LISTED ENTRIES:
========================================================================

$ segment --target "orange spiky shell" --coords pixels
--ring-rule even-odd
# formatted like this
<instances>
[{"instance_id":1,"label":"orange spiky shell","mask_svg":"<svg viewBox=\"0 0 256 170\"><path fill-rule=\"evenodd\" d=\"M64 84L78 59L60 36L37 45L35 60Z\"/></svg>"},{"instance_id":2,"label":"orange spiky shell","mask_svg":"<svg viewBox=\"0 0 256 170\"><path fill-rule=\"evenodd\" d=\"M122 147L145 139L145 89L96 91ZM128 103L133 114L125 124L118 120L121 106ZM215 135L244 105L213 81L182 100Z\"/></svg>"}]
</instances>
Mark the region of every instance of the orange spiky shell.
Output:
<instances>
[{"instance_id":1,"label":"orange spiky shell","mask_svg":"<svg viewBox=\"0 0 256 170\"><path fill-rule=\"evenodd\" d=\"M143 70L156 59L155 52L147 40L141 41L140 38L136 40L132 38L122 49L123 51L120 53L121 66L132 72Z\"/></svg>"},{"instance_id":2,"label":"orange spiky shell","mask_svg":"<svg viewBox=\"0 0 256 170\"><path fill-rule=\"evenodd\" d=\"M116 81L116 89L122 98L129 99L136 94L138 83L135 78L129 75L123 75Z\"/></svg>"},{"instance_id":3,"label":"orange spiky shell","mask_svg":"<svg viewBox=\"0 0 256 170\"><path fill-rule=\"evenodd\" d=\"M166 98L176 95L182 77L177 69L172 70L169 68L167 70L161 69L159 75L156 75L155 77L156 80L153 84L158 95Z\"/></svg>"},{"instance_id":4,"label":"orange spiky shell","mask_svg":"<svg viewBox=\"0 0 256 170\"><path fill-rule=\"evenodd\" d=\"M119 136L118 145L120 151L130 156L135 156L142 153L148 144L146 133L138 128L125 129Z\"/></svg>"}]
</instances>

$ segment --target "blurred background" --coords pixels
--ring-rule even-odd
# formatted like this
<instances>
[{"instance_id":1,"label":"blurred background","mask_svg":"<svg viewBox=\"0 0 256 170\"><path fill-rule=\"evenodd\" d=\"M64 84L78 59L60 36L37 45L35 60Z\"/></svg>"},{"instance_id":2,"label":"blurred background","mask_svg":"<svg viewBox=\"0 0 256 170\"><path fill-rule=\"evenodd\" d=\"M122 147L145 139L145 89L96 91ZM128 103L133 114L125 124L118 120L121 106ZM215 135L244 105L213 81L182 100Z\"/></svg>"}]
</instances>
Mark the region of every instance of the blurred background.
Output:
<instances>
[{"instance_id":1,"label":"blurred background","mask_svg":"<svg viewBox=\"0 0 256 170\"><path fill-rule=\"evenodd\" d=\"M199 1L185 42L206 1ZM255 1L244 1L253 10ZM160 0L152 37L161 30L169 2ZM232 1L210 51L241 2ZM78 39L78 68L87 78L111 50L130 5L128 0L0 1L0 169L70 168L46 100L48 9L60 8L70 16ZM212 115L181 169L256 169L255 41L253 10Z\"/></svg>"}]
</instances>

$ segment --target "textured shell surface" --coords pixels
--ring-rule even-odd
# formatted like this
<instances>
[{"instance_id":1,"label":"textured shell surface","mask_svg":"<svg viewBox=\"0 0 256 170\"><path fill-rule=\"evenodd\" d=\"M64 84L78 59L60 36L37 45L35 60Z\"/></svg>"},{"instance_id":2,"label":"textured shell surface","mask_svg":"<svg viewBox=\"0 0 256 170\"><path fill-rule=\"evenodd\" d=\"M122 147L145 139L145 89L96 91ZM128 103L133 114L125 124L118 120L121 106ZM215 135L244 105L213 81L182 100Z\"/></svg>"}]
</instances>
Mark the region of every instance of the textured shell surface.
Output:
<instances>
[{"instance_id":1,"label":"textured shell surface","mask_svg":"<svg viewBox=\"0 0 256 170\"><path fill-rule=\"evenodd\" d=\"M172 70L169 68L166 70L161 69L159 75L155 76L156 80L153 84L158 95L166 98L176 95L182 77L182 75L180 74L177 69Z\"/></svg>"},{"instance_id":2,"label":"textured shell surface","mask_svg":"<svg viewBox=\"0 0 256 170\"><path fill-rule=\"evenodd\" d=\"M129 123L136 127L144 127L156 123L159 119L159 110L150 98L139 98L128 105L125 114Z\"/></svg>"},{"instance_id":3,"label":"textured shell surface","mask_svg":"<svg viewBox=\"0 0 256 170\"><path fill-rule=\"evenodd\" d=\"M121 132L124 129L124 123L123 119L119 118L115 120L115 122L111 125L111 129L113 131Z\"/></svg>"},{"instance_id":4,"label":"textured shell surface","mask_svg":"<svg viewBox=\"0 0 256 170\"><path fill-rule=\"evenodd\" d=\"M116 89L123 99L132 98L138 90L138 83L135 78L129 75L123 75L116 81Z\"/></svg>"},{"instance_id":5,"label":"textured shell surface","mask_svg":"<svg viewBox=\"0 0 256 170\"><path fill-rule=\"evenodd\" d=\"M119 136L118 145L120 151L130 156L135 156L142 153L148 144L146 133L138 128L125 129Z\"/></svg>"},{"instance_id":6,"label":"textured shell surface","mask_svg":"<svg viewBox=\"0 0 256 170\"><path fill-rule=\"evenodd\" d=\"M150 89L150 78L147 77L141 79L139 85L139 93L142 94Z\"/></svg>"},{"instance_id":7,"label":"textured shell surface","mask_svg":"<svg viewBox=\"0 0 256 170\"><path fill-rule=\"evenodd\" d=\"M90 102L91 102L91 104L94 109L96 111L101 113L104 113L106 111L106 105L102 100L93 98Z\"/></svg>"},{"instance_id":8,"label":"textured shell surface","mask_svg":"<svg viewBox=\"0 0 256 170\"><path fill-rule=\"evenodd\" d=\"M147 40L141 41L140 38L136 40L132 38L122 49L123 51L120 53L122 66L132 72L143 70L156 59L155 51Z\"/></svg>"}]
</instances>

========================================================================

EXERCISE OBJECTIVE:
From the listing above, extract each line in which the word "every" appears, and copy those lines unchanged.

CORRECT RESULT:
Mark the region of every instance of the orange spiky shell.
Mark the region of every instance of the blurred background.
Mark the region of every instance of the textured shell surface.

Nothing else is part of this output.